== What you should do ==
Pick out every line in the records below that contains the string "shirt", matching case exactly, and copy each one.

[Entries from a point annotation set]
════

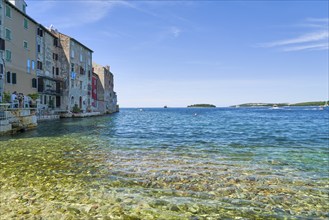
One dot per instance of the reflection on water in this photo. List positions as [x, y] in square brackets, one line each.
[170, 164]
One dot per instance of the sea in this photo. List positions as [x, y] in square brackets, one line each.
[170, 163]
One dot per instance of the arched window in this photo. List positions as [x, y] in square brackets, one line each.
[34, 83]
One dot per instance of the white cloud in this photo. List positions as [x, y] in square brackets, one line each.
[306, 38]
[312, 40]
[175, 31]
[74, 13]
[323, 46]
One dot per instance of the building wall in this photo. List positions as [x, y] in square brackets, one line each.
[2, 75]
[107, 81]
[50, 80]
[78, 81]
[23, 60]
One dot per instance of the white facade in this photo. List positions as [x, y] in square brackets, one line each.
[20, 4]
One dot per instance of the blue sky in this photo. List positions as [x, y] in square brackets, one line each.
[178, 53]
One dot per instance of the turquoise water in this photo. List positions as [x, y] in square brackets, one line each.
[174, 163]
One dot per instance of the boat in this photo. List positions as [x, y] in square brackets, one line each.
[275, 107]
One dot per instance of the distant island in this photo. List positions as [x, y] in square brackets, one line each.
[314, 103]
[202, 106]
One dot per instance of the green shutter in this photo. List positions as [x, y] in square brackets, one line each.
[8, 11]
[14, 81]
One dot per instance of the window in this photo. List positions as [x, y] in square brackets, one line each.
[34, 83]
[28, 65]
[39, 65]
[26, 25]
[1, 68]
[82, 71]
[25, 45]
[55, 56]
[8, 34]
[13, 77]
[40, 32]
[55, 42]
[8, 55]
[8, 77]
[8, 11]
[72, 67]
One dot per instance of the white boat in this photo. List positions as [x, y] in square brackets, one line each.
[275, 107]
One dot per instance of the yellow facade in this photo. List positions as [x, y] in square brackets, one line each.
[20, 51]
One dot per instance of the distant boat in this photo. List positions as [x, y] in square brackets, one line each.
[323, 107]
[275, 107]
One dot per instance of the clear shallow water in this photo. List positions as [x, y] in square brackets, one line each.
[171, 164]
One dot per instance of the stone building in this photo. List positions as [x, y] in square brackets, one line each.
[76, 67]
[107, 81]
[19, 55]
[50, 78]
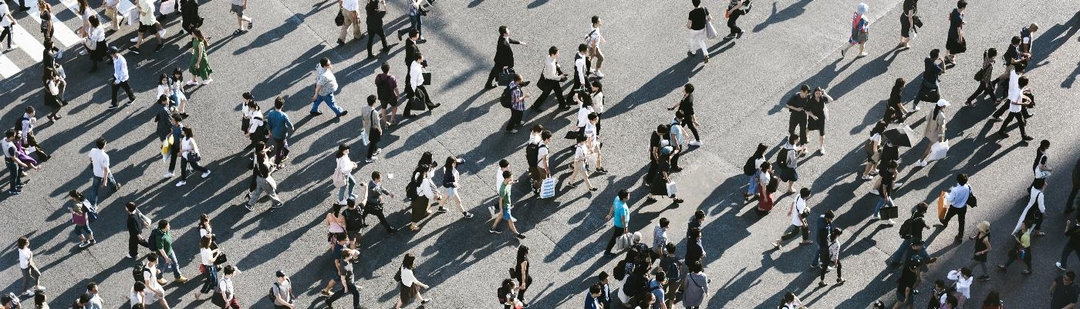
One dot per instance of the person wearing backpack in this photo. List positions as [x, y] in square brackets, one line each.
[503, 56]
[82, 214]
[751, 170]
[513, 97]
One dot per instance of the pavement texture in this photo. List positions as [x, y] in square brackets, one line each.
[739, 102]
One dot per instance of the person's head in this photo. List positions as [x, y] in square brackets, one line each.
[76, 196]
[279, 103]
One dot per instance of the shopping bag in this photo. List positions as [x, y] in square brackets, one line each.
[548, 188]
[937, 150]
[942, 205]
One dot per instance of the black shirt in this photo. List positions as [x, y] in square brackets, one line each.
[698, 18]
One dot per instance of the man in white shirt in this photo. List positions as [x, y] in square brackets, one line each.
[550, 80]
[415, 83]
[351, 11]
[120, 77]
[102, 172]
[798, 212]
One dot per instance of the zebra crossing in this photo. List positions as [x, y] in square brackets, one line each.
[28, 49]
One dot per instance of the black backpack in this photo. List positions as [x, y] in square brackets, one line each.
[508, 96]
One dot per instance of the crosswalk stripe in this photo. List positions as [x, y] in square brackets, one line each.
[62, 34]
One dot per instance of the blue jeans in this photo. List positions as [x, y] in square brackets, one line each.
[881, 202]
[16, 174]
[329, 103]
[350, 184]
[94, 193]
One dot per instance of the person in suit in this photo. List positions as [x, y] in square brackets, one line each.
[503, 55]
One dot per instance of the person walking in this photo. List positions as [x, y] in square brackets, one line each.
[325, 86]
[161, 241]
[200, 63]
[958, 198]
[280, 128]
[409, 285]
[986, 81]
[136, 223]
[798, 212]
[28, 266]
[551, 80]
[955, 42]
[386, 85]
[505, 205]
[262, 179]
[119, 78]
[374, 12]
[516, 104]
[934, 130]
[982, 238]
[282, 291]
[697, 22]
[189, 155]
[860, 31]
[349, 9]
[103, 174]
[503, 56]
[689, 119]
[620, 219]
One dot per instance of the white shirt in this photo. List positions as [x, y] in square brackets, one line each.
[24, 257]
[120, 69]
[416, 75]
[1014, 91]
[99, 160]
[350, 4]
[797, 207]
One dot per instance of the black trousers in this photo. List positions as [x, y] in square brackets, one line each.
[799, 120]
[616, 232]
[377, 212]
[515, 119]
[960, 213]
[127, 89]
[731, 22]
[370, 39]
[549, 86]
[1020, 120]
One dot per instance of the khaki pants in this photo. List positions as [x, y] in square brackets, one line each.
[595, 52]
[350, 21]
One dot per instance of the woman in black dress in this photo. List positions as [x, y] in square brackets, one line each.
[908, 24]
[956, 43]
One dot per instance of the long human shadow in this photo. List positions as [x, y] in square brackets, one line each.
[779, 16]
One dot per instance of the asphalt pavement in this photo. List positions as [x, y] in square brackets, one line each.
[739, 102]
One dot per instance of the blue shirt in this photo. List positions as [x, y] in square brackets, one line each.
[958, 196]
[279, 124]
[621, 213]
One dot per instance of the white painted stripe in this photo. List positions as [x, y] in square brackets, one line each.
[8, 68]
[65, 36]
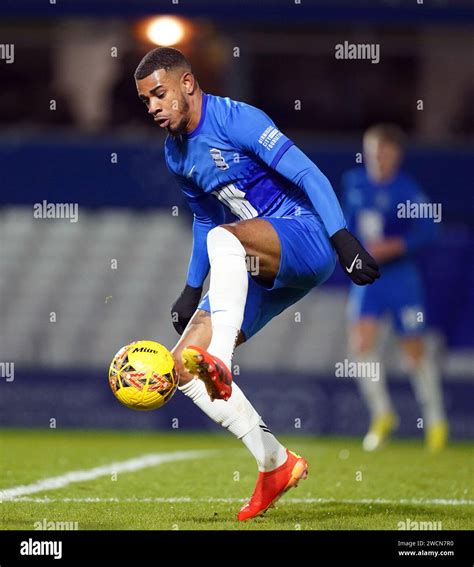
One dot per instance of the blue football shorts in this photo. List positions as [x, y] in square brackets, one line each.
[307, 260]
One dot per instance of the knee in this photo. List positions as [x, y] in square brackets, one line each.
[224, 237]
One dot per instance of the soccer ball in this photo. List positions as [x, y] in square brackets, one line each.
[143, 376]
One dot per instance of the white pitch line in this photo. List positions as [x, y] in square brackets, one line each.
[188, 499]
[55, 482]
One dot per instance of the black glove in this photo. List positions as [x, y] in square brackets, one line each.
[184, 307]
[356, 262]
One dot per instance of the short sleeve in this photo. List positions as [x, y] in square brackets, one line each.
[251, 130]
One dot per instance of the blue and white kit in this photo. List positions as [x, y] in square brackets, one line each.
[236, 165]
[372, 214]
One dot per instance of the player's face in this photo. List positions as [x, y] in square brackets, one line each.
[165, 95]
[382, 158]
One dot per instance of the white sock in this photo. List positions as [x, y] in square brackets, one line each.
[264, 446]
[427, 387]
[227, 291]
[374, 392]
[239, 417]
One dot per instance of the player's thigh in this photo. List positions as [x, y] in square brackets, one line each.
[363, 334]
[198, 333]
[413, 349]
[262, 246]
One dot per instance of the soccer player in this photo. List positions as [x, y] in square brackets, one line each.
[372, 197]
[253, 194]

════

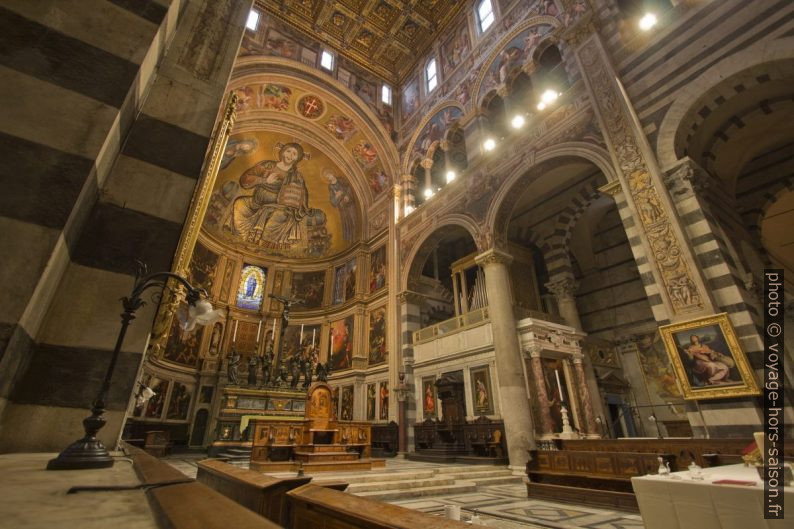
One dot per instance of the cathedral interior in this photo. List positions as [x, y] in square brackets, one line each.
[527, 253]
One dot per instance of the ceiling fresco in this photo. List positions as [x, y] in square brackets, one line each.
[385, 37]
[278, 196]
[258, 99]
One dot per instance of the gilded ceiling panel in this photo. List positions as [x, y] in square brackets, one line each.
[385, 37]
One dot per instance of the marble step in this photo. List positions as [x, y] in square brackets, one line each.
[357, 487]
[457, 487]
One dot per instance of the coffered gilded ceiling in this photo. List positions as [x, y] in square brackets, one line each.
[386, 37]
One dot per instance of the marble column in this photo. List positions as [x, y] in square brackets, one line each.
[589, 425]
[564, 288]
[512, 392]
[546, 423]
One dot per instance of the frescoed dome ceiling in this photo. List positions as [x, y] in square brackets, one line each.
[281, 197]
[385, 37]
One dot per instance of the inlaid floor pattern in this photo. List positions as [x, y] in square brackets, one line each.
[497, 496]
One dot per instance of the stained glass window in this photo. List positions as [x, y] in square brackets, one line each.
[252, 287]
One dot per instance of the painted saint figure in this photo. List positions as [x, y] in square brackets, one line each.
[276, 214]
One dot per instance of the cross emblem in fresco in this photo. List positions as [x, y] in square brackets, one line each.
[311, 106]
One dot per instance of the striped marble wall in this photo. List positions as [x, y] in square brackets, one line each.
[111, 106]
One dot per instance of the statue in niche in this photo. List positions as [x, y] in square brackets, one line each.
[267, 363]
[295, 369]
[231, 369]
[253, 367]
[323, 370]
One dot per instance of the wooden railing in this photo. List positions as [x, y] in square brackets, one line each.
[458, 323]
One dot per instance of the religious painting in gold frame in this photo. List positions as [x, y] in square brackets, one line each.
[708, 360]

════

== Task response ==
One dot per instance of the black shirt in this photo. List positions as [x, y] in square brackets, one line each.
One dot per instance of the man in white shirt in this photo. List positions as [x, y] in square brackets, one line each.
One dot per instance of the white shirt in this photo. List positions as [x, y] in square brackets, one line each.
One dot per instance of the blue shirt in this photo. List positions as [x, y] in square brackets, one line each.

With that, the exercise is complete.